→ **Extracted text**
MORGANTOWN, W.Va. — Before making his West Virginia debut Saturday, the last time Rushel Shell played in a college football game was also on a big stage in the south against a Southeastern Conference opponent.
Of course, that was almost 20 months ago when Shell started for Pitt against Ole Miss in the BBVA Compass Bowl in Birmingham, Ala. On Saturday, Shell was the Mountaineers’ starter against No. 2 Alabama in the Chick-fil-A Kickoff Game inside the Georgia Dome.
On both occasions, Shell was the player featured in the backfield. He carried 23 times for 79 yards in the bowl loss and finished with 12 offensive touches for 57 yards in the 33-23 loss to the Crimson tide. After sitting out last season as a walk-on following his transfer and then battling five others for snaps and a role in the spring and summer, no player was given the ball more than Shell.

→ **Given information**
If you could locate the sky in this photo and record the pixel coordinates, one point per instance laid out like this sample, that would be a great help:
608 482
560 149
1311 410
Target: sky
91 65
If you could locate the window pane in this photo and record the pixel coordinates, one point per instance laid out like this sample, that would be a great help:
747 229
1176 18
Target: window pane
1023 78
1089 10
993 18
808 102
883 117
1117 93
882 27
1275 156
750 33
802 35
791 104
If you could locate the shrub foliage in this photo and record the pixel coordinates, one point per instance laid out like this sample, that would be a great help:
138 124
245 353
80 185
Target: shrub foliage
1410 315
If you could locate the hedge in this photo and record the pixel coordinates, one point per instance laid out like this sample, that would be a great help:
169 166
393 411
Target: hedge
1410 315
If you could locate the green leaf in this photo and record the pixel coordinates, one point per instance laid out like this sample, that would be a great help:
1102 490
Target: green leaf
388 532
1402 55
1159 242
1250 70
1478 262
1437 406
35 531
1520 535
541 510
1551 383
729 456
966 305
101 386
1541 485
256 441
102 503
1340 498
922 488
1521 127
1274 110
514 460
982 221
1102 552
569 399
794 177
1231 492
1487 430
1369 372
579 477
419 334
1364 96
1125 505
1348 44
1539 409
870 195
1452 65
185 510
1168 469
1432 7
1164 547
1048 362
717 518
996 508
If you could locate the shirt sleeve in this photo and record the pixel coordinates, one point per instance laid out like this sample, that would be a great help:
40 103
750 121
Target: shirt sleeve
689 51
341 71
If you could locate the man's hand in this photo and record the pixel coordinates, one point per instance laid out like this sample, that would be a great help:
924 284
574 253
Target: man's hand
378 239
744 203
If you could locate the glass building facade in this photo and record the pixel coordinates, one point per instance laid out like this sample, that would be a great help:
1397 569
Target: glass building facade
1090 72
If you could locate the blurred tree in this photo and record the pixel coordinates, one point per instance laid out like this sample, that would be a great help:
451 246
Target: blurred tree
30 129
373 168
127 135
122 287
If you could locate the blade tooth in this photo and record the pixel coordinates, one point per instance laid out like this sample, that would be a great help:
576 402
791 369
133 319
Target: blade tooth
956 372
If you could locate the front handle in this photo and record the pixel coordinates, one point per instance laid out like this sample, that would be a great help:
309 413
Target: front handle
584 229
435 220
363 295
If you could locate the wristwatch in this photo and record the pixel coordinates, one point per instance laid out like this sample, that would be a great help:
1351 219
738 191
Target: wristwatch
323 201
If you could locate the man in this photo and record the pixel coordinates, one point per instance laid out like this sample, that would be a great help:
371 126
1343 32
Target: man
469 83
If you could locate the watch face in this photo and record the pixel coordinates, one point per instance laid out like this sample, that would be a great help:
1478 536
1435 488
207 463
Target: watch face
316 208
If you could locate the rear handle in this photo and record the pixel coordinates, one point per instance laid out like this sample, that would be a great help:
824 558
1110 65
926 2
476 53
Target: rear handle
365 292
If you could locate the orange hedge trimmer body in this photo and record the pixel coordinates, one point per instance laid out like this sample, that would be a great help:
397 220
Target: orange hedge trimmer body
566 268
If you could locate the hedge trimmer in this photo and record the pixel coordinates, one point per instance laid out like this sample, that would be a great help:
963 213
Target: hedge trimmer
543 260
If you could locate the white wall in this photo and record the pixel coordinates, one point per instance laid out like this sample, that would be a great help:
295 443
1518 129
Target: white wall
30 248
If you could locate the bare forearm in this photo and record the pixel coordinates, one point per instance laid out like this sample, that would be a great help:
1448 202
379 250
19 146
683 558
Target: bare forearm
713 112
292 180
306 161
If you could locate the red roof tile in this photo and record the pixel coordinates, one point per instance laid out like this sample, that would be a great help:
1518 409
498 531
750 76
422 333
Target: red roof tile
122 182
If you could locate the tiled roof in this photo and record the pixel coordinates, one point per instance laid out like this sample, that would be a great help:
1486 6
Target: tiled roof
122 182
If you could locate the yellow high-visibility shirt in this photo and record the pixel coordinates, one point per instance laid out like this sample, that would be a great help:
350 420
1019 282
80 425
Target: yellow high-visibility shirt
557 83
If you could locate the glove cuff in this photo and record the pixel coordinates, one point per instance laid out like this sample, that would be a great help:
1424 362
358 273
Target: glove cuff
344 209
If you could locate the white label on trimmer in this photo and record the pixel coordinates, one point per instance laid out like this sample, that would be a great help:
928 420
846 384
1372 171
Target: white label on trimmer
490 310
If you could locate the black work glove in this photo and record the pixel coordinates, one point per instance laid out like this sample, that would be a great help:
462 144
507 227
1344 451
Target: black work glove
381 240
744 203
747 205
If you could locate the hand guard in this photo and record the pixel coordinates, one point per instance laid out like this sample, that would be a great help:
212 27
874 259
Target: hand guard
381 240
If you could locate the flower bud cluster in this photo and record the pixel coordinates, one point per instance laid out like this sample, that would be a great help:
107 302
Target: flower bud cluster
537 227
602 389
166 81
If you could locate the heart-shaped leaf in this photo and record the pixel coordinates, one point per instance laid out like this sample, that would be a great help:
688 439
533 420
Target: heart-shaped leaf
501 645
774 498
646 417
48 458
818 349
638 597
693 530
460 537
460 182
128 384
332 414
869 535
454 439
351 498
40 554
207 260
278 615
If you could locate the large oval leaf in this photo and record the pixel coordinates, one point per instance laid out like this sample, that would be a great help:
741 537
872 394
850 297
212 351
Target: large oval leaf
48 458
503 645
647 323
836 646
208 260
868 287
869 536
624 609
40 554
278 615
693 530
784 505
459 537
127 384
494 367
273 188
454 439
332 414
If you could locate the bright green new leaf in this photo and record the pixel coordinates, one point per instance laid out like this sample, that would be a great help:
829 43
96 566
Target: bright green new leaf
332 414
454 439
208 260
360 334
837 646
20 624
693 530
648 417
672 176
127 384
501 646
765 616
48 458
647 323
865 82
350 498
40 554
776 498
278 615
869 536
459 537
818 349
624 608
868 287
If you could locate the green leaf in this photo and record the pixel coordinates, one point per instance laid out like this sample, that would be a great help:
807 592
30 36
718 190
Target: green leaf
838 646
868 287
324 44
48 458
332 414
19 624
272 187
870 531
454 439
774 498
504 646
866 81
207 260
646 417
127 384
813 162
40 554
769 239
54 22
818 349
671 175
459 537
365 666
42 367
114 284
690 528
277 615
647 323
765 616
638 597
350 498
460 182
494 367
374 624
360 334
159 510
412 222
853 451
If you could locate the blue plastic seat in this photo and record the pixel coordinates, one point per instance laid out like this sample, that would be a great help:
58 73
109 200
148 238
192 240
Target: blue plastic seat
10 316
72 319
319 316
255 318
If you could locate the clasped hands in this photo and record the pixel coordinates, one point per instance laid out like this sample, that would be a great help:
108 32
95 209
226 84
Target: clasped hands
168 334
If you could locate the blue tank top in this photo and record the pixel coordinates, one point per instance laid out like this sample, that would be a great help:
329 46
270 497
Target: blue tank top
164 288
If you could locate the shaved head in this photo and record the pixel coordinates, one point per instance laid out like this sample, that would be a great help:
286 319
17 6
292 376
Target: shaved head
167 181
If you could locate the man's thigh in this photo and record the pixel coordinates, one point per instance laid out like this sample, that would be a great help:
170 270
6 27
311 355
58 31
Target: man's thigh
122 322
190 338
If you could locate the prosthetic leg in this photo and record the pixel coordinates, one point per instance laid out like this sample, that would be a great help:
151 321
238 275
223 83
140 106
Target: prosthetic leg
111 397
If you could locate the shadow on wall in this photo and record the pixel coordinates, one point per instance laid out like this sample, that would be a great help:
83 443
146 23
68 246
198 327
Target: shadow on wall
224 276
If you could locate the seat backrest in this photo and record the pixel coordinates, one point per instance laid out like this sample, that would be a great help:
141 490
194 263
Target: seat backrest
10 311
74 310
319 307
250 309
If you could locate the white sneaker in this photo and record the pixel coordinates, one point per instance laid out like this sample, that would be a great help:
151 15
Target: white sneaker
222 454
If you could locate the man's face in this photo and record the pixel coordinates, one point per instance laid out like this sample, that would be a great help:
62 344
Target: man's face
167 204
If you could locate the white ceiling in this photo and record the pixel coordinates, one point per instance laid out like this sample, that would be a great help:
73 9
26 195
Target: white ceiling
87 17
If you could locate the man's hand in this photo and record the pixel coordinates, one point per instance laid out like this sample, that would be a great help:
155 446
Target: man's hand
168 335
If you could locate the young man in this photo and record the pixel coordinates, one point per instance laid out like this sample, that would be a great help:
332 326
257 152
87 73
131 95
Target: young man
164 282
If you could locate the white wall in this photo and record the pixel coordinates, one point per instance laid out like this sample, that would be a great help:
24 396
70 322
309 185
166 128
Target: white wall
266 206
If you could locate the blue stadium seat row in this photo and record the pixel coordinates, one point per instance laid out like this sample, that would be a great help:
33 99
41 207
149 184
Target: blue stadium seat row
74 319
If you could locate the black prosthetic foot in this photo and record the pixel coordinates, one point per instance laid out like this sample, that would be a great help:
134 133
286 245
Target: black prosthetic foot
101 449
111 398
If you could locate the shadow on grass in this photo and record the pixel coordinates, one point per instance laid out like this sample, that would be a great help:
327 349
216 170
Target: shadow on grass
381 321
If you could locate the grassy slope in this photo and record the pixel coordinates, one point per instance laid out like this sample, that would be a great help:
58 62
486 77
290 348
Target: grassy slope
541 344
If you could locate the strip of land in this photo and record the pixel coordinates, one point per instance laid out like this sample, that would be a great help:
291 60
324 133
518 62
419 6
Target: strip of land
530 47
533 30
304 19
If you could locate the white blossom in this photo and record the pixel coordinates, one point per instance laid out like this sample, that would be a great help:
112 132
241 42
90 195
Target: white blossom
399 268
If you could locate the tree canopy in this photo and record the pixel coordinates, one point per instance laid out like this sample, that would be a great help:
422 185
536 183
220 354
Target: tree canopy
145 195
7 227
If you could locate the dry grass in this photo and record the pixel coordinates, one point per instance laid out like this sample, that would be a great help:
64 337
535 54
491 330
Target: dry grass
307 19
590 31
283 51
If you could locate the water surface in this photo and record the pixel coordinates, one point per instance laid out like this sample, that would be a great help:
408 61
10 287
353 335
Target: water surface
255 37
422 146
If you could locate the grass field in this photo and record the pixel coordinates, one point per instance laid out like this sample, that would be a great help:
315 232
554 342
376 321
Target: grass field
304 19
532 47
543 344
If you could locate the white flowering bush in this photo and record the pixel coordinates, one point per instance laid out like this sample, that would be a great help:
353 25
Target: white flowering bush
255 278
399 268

→ **Goals**
a - Answer these from the article:
(i) In which bowl game did Shell start for Pitt against Ole Miss?
(ii) How many offensive touches and yards did Shell finish with against Alabama?
(iii) Inside which venue was the Chick-fil-A Kickoff Game played?
b - Pull out every line of the listing that contains the string "grassy". Case counts.

→ **Task results**
a -
(i) The BBVA Compass Bowl in Birmingham, Ala.
(ii) 12 offensive touches for 57 yards
(iii) The Georgia Dome

b -
If you could locate the grassy slope in this photo and record the pixel coordinates, one point per instance laid out like this sample, that would be a great help:
Target: grassy slope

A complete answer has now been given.